== The task ==
Reproduce every one of the following lines word for word, leaving out the pictures.

== Entries shown ==
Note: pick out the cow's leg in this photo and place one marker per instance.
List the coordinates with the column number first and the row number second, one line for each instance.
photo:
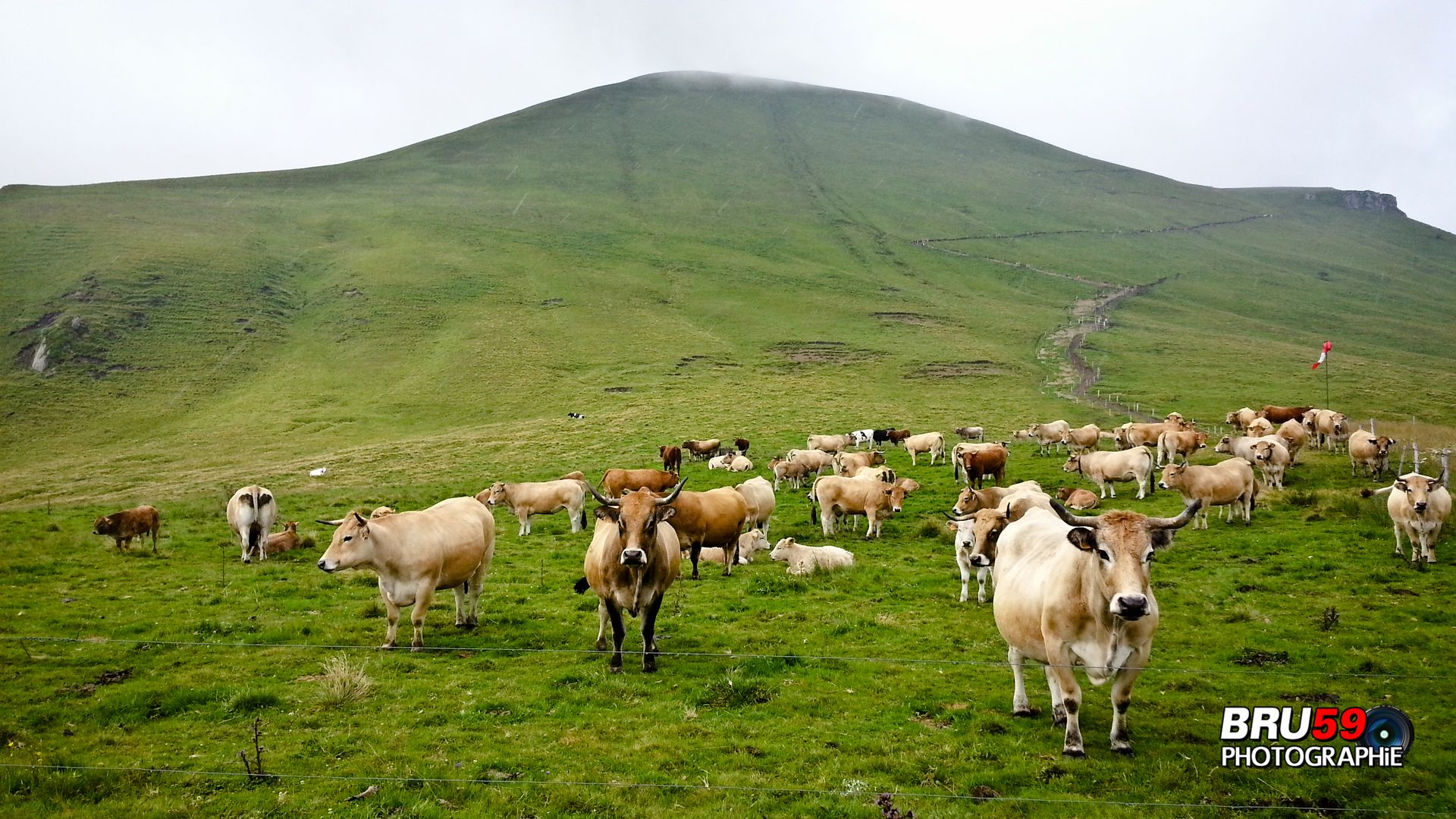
column 424, row 595
column 1019, row 707
column 650, row 632
column 618, row 634
column 1060, row 667
column 1123, row 697
column 1059, row 710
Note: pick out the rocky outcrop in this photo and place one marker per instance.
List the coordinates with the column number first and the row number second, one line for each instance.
column 1370, row 200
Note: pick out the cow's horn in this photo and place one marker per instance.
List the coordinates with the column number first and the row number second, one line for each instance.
column 1175, row 522
column 601, row 499
column 672, row 496
column 1076, row 519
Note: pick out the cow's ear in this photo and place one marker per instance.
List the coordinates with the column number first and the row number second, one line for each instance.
column 1082, row 538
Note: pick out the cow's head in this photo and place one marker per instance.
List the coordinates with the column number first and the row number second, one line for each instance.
column 1123, row 544
column 492, row 496
column 637, row 516
column 1419, row 490
column 353, row 544
column 977, row 532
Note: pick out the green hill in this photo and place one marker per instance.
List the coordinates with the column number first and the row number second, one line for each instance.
column 674, row 256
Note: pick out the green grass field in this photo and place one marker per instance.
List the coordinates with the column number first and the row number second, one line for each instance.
column 679, row 257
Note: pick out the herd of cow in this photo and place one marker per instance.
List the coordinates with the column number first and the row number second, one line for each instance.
column 1069, row 591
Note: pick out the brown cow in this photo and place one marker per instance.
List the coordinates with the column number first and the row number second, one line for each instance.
column 1280, row 414
column 617, row 482
column 672, row 458
column 130, row 523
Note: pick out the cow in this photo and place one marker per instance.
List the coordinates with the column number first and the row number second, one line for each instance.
column 1104, row 468
column 1239, row 419
column 632, row 560
column 672, row 458
column 739, row 464
column 710, row 519
column 283, row 541
column 546, row 497
column 417, row 554
column 1180, row 444
column 829, row 444
column 1280, row 414
column 251, row 513
column 1293, row 436
column 846, row 461
column 618, row 482
column 979, row 464
column 1369, row 450
column 807, row 560
column 1046, row 435
column 750, row 542
column 128, row 523
column 758, row 494
column 932, row 444
column 1228, row 484
column 1072, row 591
column 990, row 497
column 1272, row 458
column 1419, row 506
column 833, row 497
column 789, row 471
column 1082, row 439
column 701, row 449
column 1258, row 428
column 1076, row 497
column 816, row 460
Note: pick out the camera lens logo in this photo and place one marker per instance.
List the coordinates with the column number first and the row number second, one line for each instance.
column 1388, row 727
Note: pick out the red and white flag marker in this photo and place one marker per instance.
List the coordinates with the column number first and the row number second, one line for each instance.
column 1323, row 353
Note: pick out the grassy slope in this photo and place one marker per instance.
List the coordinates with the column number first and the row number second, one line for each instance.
column 406, row 335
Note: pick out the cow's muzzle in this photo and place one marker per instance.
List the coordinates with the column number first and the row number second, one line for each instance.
column 1130, row 607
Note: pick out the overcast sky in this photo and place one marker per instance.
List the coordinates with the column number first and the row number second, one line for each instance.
column 1228, row 93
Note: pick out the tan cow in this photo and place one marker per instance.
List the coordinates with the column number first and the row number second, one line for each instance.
column 1082, row 439
column 632, row 560
column 932, row 444
column 416, row 554
column 1239, row 419
column 1106, row 468
column 835, row 497
column 546, row 497
column 251, row 513
column 1272, row 458
column 829, row 444
column 1228, row 484
column 130, row 523
column 1419, row 507
column 758, row 494
column 618, row 482
column 1172, row 445
column 1074, row 592
column 1369, row 450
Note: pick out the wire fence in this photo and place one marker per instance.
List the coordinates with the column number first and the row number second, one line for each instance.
column 727, row 654
column 783, row 790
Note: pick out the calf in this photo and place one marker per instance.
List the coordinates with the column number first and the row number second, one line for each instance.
column 1228, row 484
column 807, row 560
column 128, row 523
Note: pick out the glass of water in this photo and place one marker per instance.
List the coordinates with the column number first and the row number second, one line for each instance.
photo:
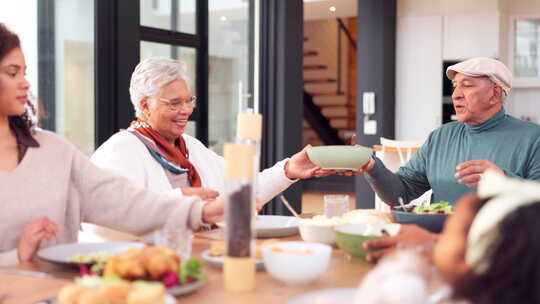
column 335, row 205
column 180, row 240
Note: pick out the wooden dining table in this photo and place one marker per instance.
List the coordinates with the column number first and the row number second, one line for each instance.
column 342, row 273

== In response ==
Note: pick out the cow's leg in this photo and place one marker per instance.
List the coordinates with the column number first and the row number second, one line for each instance.
photo:
column 424, row 595
column 1019, row 707
column 650, row 632
column 618, row 634
column 1060, row 667
column 1123, row 697
column 1059, row 710
Note: pick out the rocky outcrop in this photo and place one marker per instance.
List the coordinates with the column number first and the row number second, one line for each instance.
column 1370, row 200
Note: pick out the cow's horn in this photo and place one marker per instance.
List the coordinates with the column number first and the row number second, one line for each instance.
column 1175, row 522
column 601, row 499
column 672, row 496
column 1076, row 519
Note: pick out the cow's ear in this photo and place one marker per instance.
List the coordinates with the column number first and the row number second, one line for each instance.
column 1082, row 538
Note: pick out the cow's head in this photo and place one marker per instance.
List the coordinates with the column number first and the row number second, one line for each instance.
column 1123, row 544
column 492, row 496
column 637, row 516
column 1419, row 490
column 353, row 544
column 977, row 532
Note: pick out the green hill in this photo and place one marker per instance.
List the coordinates with the column number first and the row number second, one line for each instance.
column 674, row 256
Note: pick out the green grass field in this photo and place one marker per instance.
List the coordinates with the column number first and the row number second, one line for each instance.
column 679, row 257
Note: pick out the herd of cow in this photo and place one marker per instance.
List the coordinates with the column number first and the row number second, one line for each instance.
column 1069, row 591
Note: pick out the brown cow in this photo and place one marker per instance.
List the coordinates with the column number first and the row number second, one line for each instance.
column 1280, row 414
column 617, row 482
column 672, row 458
column 130, row 523
Note: pick out the cow in this photo and place one marker per instance.
List the coordinates with the column number first and the row number second, one line for each instance.
column 1104, row 468
column 1239, row 419
column 632, row 560
column 672, row 458
column 739, row 464
column 710, row 519
column 283, row 541
column 546, row 497
column 417, row 554
column 1180, row 444
column 829, row 444
column 1280, row 414
column 251, row 513
column 1293, row 436
column 846, row 461
column 618, row 482
column 979, row 464
column 1369, row 450
column 807, row 560
column 1046, row 435
column 750, row 542
column 128, row 523
column 758, row 494
column 932, row 444
column 1228, row 484
column 1072, row 591
column 990, row 497
column 1272, row 458
column 1419, row 506
column 833, row 497
column 789, row 471
column 1082, row 439
column 701, row 449
column 1258, row 428
column 1076, row 497
column 816, row 460
Note: pick out the camera lens logo in this photo and place one marker per instance.
List the coordinates with the column number first and the row number second, one line for each instance.
column 1388, row 727
Note: pick out the red and white flag marker in this photo and place one marker per instance.
List the coordinates with the column number first and the row number second, one line for each instance.
column 1323, row 353
Note: pick out the grassy slope in this photo and place one marker per instance.
List the coordinates with the column number first and the row number second, one line for each instance.
column 406, row 335
Note: pick out the cow's muzzle in this photo and place one marker per instance.
List the coordinates with the column number first and the row number second, one line for each instance.
column 1130, row 607
Note: pick out the overcast sky in this photo and place one marker per instance.
List the coordinates with the column number first and the row number second, one line for each instance.
column 1228, row 93
Note: pick out the tan cow in this photo and place one marker per instance.
List the coordinates with the column number first and the row number second, one line for each instance.
column 1082, row 439
column 632, row 560
column 932, row 444
column 416, row 554
column 1239, row 419
column 1106, row 468
column 835, row 497
column 546, row 497
column 251, row 513
column 1272, row 458
column 829, row 444
column 1228, row 484
column 130, row 523
column 1419, row 507
column 758, row 494
column 618, row 482
column 1172, row 445
column 1074, row 592
column 1369, row 450
Note: pick out the wire fence in this photo and place one marker per instance.
List the coordinates with the column number first and the row number second, one line for each instance.
column 727, row 654
column 783, row 790
Note: pick out the calf in this photo and place one marker per instance.
List the coordinates with the column number first and the row number second, one line for each instance.
column 1228, row 484
column 807, row 560
column 128, row 523
Note: pick out the glass of water in this photo and place one marker per instance.
List the coordinates with the column number first and the row number second, one line for each instance.
photo:
column 335, row 205
column 180, row 240
Note: pick out the wooden dining table in this photo and place one marker per instance.
List the coordinates with the column number first and the row number second, one line for each instance.
column 342, row 273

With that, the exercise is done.